## Text passage
****************************************

After admixture, recombination breaks down genomic blocks of contiguous ancestry. The breakdown of these blocks forms a new `molecular clock', that ticks at a much faster rate than the mutation clock, enabling accurate dating of admixture events in the recent past. However, existing theory on the break down of these blocks, or the accumulation of delineations between blocks,  so called `junctions', has mostly been limited to using regularly spaced markers on phased data. Here, we present an extension to the theory of junctions using the Ancestral Recombination Graph that describes the expected number of junctions for any distribution of markers along the genome. Furthermore, we provide a new framework to infer the time since admixture using unphased data. We demonstrate both the phased and unphased methods on simulated data and show that our new extensions have improved accuracy with respect to previous methods, especially for smaller population sizes and more ancient admixture times. Lastly, we demonstrate the applicability of our method on three empirical datasets, including labcrosses of yeast (Saccharomyces cerevisae) and two  case studies of hybridization in swordtail fish and Populus trees.

This contains all code used for the manuscript, including code to simulate underlying data, analyze empirical data, and also code to visualize the results and reproduce the figures from the main text. The code is organized per figure and each folder is named according to the associated figure. See associated Zenodo Related Works for code.

****************************************

[Stored data entries]
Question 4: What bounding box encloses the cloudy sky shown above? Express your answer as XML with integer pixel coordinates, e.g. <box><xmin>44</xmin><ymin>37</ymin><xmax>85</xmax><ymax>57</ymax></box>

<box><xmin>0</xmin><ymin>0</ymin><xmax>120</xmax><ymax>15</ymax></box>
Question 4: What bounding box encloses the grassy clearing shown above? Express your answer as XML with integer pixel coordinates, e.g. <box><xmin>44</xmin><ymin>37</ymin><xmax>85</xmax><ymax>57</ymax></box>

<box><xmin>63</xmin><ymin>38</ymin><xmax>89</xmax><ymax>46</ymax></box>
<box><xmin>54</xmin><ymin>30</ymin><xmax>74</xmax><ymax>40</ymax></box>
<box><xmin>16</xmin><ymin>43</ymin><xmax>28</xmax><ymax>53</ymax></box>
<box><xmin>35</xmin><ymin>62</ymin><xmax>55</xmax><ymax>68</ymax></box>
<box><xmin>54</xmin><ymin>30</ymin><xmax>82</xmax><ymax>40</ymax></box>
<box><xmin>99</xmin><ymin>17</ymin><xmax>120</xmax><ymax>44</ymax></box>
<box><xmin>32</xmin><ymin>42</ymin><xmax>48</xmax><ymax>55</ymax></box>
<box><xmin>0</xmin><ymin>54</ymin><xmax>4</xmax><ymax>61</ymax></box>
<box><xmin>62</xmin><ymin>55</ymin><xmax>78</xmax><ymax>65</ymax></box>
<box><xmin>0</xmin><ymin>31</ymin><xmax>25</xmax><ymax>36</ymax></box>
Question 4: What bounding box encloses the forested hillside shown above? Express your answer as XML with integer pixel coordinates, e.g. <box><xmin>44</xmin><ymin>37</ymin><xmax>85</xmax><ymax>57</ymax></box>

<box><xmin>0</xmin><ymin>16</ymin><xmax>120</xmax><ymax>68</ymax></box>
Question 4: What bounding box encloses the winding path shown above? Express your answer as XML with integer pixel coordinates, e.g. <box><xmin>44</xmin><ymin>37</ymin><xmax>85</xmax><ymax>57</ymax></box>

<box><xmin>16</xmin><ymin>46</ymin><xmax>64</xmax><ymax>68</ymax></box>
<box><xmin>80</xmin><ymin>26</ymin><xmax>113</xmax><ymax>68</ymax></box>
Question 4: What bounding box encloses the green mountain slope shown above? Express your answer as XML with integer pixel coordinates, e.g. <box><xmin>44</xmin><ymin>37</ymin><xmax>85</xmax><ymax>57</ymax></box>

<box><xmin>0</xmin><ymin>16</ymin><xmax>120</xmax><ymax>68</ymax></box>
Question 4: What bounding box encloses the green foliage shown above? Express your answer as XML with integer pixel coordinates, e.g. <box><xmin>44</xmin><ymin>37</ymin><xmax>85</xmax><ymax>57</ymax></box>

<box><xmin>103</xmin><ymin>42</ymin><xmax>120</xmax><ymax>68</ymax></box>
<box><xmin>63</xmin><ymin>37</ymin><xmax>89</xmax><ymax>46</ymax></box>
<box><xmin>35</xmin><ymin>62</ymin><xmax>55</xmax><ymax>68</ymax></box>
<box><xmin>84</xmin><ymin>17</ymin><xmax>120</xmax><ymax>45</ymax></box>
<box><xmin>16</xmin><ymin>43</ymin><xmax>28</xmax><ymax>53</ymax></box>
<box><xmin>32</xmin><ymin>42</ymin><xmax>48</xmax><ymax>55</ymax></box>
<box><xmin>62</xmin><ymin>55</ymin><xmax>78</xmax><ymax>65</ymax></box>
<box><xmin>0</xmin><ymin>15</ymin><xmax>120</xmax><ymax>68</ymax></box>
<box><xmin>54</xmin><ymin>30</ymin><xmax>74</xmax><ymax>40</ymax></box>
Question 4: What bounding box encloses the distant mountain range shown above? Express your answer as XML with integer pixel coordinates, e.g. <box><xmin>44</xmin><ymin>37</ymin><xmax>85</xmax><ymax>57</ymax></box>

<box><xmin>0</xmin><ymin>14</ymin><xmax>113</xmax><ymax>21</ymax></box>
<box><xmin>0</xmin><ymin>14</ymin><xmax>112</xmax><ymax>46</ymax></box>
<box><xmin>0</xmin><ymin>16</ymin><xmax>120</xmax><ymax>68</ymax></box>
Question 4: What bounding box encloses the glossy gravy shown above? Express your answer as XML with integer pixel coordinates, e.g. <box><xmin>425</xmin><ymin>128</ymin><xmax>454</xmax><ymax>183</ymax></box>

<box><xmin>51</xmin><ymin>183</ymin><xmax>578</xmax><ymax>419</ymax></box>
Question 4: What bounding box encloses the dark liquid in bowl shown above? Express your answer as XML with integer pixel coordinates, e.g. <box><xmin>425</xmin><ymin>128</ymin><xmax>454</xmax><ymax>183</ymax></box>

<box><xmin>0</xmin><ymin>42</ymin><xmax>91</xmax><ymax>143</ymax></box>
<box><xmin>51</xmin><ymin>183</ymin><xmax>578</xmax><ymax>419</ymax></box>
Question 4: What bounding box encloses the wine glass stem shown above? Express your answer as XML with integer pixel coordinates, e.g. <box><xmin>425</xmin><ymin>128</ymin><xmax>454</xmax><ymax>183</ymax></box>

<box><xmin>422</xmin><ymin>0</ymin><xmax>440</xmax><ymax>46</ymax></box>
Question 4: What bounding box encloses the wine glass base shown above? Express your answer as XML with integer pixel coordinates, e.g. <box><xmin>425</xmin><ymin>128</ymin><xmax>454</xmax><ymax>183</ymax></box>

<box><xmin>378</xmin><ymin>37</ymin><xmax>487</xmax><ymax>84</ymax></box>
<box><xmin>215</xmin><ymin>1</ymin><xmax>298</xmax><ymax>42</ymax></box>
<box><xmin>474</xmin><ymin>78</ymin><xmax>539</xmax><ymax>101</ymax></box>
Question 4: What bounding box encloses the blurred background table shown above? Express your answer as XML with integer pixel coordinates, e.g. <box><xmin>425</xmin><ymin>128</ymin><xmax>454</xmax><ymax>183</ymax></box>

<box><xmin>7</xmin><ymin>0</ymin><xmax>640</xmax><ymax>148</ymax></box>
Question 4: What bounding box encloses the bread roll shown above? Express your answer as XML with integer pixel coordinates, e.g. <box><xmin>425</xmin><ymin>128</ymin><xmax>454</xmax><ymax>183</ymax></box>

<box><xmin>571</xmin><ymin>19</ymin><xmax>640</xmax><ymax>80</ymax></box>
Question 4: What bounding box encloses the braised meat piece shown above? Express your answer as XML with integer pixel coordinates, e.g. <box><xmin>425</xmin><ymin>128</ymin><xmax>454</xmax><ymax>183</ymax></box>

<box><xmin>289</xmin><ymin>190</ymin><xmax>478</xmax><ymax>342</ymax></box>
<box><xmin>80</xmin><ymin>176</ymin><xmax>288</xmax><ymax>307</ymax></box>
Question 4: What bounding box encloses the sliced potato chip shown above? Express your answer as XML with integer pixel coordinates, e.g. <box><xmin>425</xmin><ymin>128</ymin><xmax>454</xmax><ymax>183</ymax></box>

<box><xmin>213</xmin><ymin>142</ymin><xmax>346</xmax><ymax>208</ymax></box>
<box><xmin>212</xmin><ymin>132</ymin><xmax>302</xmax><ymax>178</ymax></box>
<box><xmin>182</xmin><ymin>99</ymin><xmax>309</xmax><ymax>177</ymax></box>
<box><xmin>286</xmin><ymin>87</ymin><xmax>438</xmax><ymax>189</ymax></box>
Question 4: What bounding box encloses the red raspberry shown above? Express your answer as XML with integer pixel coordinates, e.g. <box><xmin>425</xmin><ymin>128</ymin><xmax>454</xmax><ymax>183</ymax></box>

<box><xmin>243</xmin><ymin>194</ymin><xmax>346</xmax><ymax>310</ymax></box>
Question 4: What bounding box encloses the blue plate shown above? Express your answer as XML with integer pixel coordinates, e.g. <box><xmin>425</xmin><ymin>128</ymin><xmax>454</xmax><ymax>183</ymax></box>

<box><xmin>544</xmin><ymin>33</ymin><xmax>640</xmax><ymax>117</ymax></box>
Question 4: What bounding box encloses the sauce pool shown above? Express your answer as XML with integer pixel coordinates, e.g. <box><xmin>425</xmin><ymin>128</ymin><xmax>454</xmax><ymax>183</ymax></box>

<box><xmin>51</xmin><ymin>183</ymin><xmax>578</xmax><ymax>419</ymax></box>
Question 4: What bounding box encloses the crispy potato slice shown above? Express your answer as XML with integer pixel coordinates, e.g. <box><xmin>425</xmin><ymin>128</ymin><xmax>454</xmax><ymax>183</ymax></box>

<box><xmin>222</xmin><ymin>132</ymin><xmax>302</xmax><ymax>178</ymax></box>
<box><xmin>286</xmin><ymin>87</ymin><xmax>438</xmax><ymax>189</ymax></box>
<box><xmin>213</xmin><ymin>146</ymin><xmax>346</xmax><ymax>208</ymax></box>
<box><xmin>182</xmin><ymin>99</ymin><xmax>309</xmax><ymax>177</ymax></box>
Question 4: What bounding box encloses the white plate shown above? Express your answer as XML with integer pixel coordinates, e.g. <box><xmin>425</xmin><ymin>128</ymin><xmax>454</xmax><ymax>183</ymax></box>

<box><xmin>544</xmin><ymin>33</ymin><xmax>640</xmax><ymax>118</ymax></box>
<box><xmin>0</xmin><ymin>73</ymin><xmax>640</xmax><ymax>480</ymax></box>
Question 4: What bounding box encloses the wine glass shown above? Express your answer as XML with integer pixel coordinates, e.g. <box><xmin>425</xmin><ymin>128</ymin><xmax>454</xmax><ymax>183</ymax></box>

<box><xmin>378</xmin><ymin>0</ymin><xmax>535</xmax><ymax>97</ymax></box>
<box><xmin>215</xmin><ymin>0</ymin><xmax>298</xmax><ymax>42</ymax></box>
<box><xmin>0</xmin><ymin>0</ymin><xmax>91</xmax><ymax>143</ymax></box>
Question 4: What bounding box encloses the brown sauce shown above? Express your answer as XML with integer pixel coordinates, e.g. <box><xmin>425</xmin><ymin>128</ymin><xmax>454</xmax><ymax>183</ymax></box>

****************************************

## Questions on the material
a) In the admixture-dating text, starting with "This contains all" and going on through "Works for code.", write the passage out again, switching "manuscript" to "paper".
b) Proceed with the admixture-dating text, picking up right after its final sentence.

## Answers given
a)
This contains all code used for the paper, including code to simulate underlying data, analyze empirical data, and also code to visualize the results and reproduce the figures from the main text. The code is organized per figure and each folder is named according to the associated figure. See associated Zenodo Related Works for code.

b)
Each folder typically contains 3 files:
- data.zip
- simulate.R
- plot_figure.R

data.zip contains the underlying (often simulated) data
simulate.R contains the scripts used to generate data.zip
plot_figure.R contains the code to summarise the simulated data, and create the figure found in the main text.

In some cases, additional scripts can be found to analyze the data, in particular for the three empirical datasets.
The raw data used in the empirical data analysis was not included here, but can be found in the references used, or in the additional README files in the relevant folders.

Furthermore, the code for the junctions R package was amended as well, which can be installed either from CRAN using 'install.packages('junctions')', or installed from the local tar file included in this dryad repository.
For completeness, the Supplementary file available via de journal's website has been added here as well.